原文:
2.短時間、分解DCを印加し、例えば、6m/z幅のウインドウ内の目的のイオンを単離する。
3.放射励起を使用して、目的のイオンの0.1m/z以内のイオンを排除する。
4.短時間、分解DCを再印加し、生じ得る任意の断片を除去する。
5.励起qを適切な質量値域をもたらす所望の励起qに変更し、断片イオンを収集する。
6.目的のイオンを励起し、質量スペクトルを記録する。
本方法は、クロルプロチキセン(316.0921m/z)とフェンジリン(316.206m/z)の混合物を使用して、図4で実証される。
【0076】
図4の上段では、0.1139m/z離れた2つのイオンを分離するための試みは行なわれない。励起は、100ms間印加される22.5mV励起振幅を使用して、q=0.4において316.15の公称質量で印加される。パルス弁を使用して、励起ステップの際、圧力を上昇させ、より短時間におけるMS3効率の向上をもたらす。パルス弁は、q=0.4における励起の際のみ動作する。212m/zにおける主要断片は、フェンジリンに属する一方、231、271、および273m/zにおける断片は、クロルプロチキセンに属する。

データセット記録:

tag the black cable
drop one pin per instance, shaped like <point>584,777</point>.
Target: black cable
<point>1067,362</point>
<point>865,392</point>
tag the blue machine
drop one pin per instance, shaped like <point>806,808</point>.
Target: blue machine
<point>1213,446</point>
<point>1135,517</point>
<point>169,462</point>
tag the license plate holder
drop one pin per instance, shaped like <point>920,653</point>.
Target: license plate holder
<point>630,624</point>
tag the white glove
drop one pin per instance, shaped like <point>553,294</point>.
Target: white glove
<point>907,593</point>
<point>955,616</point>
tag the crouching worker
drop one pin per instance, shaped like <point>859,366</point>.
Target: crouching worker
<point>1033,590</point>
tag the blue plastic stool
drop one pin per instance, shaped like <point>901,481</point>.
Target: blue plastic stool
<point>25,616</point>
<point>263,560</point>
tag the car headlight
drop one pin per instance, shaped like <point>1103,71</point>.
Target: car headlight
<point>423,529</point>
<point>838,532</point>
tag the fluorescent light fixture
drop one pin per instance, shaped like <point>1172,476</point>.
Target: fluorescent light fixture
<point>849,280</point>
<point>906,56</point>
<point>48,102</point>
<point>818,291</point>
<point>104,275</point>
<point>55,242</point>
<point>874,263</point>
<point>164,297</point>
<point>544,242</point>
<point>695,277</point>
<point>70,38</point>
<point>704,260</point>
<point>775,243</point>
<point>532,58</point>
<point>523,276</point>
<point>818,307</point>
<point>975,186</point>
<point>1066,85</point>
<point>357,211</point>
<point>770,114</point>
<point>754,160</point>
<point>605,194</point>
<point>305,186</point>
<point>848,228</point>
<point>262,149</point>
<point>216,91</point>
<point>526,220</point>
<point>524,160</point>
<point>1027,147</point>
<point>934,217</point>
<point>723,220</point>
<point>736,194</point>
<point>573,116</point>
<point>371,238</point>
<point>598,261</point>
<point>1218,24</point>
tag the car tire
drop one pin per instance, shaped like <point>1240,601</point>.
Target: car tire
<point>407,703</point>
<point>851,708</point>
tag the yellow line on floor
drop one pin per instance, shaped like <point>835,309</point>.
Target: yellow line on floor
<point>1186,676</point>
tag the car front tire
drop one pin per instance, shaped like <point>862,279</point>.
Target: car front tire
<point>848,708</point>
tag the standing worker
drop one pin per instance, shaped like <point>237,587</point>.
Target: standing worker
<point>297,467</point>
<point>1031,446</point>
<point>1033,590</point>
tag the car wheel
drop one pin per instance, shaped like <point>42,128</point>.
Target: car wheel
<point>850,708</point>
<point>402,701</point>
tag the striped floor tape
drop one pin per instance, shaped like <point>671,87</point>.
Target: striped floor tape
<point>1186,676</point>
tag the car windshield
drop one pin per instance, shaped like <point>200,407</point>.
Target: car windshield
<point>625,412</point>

依頼内容:
原文では、212m/zにおける主要断片はどちらの化合物に属するとされているか答えてください。 記録は原文とは無関係である。

解答例:
フェンジリンに属する。